▸ GOAL:
Count the lines of the records below that contain the string "woman", treating case as significant, and reply with only the number.

Coordinate labeling data
— BEGIN —

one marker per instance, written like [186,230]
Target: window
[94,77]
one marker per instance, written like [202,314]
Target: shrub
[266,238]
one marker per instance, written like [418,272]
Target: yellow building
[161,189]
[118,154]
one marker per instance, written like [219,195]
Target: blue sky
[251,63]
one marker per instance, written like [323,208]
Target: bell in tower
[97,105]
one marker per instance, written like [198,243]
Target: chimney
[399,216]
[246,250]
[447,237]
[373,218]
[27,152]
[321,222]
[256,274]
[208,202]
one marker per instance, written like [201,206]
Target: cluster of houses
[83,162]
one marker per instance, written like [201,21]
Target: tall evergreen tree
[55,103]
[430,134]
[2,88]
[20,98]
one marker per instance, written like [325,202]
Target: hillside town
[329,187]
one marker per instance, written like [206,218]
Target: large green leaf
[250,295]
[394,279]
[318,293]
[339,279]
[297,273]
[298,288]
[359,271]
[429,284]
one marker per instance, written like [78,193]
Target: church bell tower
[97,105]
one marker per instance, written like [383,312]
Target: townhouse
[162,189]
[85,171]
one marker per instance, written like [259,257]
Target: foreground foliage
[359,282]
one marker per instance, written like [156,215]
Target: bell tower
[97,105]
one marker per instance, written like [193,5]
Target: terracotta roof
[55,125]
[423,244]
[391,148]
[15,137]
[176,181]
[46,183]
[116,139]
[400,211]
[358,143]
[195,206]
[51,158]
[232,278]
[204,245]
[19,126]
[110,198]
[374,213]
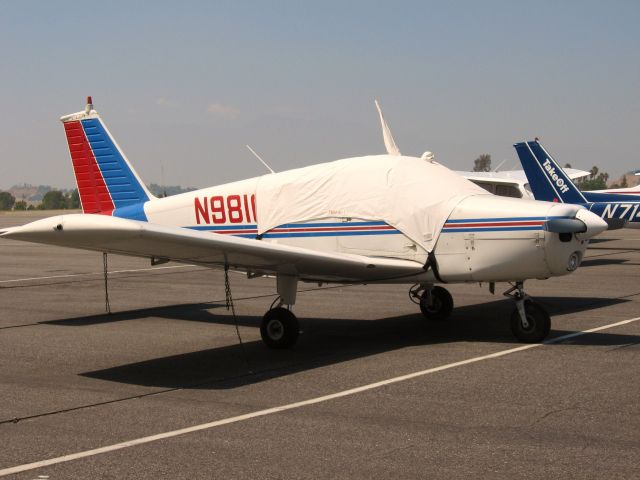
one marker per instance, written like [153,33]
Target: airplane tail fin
[547,179]
[107,183]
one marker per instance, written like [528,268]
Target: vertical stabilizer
[389,142]
[106,181]
[547,179]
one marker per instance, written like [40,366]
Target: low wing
[130,237]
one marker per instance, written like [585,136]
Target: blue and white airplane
[372,219]
[550,182]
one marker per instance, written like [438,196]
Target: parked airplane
[373,219]
[508,183]
[549,182]
[635,190]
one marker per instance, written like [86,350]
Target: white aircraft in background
[635,190]
[506,183]
[372,219]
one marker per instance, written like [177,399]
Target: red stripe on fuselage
[493,224]
[328,229]
[94,194]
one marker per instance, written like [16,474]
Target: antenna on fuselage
[389,142]
[259,158]
[498,167]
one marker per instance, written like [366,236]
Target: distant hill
[631,180]
[168,190]
[32,194]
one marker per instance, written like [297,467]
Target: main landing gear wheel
[279,328]
[535,328]
[439,306]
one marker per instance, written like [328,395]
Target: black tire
[442,304]
[279,328]
[539,323]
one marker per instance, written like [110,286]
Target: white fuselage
[486,238]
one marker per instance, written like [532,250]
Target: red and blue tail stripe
[106,182]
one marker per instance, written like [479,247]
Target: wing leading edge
[131,237]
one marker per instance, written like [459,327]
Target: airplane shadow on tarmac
[323,342]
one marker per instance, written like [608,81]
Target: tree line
[52,200]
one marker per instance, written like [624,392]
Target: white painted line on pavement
[292,406]
[93,273]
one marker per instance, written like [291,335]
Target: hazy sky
[183,86]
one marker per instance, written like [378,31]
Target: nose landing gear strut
[530,323]
[436,303]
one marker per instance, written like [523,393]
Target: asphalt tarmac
[435,402]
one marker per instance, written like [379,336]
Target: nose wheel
[530,323]
[436,303]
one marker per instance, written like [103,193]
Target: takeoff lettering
[560,183]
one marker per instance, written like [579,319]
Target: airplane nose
[584,224]
[595,225]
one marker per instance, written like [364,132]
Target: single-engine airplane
[550,182]
[371,219]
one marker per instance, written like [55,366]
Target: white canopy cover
[413,195]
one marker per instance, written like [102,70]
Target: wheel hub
[275,329]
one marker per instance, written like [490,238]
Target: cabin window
[508,191]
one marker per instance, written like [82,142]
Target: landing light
[574,261]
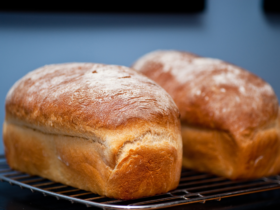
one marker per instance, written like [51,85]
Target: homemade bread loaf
[102,128]
[228,115]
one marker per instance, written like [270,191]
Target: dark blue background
[234,30]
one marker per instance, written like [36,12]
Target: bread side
[121,140]
[228,115]
[150,166]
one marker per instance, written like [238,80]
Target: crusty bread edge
[218,152]
[145,167]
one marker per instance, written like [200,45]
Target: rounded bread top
[85,96]
[212,93]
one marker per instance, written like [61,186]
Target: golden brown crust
[151,166]
[85,125]
[211,93]
[82,97]
[217,152]
[229,115]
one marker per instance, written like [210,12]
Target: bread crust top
[80,98]
[211,93]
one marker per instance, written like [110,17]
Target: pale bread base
[217,152]
[146,168]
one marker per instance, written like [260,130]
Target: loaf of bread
[228,115]
[103,128]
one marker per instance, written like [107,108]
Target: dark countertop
[14,198]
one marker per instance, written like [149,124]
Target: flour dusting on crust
[95,94]
[210,92]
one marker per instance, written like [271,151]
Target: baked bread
[228,115]
[102,128]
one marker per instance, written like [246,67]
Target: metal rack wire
[194,187]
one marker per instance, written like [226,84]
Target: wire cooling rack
[194,187]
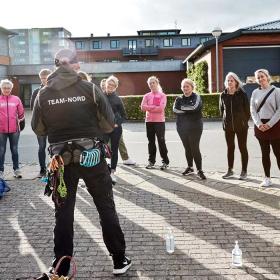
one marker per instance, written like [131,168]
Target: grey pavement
[206,218]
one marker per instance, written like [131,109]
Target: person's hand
[261,127]
[266,127]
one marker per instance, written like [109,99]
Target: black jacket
[188,111]
[235,110]
[34,95]
[65,108]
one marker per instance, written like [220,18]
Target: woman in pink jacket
[11,113]
[153,104]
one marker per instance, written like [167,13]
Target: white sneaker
[81,183]
[17,174]
[114,178]
[129,161]
[266,182]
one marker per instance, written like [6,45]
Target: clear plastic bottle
[169,241]
[236,256]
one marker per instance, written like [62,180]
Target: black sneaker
[201,175]
[164,166]
[121,267]
[150,165]
[188,171]
[42,173]
[229,174]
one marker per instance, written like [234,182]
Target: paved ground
[206,217]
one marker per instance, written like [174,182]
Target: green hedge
[132,106]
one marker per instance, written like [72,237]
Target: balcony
[140,51]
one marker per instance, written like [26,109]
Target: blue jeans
[13,139]
[42,141]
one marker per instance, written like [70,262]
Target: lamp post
[217,33]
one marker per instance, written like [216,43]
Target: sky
[126,17]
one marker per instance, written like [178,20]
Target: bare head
[67,57]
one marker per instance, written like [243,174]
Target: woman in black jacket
[189,124]
[235,110]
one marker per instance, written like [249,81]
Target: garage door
[244,62]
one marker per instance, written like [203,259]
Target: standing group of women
[264,108]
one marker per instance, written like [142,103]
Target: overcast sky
[125,17]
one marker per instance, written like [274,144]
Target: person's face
[262,79]
[6,89]
[232,84]
[187,88]
[153,85]
[103,86]
[110,87]
[43,79]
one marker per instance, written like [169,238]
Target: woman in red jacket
[11,113]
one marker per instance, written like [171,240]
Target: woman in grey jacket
[266,118]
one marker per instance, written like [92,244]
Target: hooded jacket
[235,110]
[65,108]
[11,113]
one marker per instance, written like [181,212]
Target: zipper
[231,114]
[8,114]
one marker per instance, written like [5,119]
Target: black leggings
[265,147]
[190,139]
[242,144]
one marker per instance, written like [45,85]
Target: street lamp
[217,33]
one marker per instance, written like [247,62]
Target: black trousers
[191,139]
[99,186]
[242,144]
[114,137]
[153,130]
[265,148]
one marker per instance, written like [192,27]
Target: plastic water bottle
[236,255]
[169,241]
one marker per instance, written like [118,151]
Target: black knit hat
[65,56]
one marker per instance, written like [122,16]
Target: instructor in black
[65,110]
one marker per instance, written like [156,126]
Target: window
[132,44]
[96,44]
[61,34]
[204,39]
[79,45]
[149,43]
[186,41]
[114,44]
[168,42]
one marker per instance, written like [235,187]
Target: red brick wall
[136,83]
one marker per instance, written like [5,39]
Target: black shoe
[201,175]
[44,276]
[188,171]
[121,267]
[229,174]
[164,166]
[150,165]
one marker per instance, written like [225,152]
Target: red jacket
[11,112]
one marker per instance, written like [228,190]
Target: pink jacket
[153,104]
[11,112]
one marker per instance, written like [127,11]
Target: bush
[132,105]
[199,74]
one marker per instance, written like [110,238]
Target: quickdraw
[55,180]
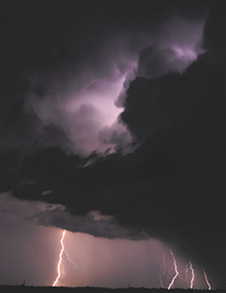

— END —

▸ RESPONSE TO THE TASK:
4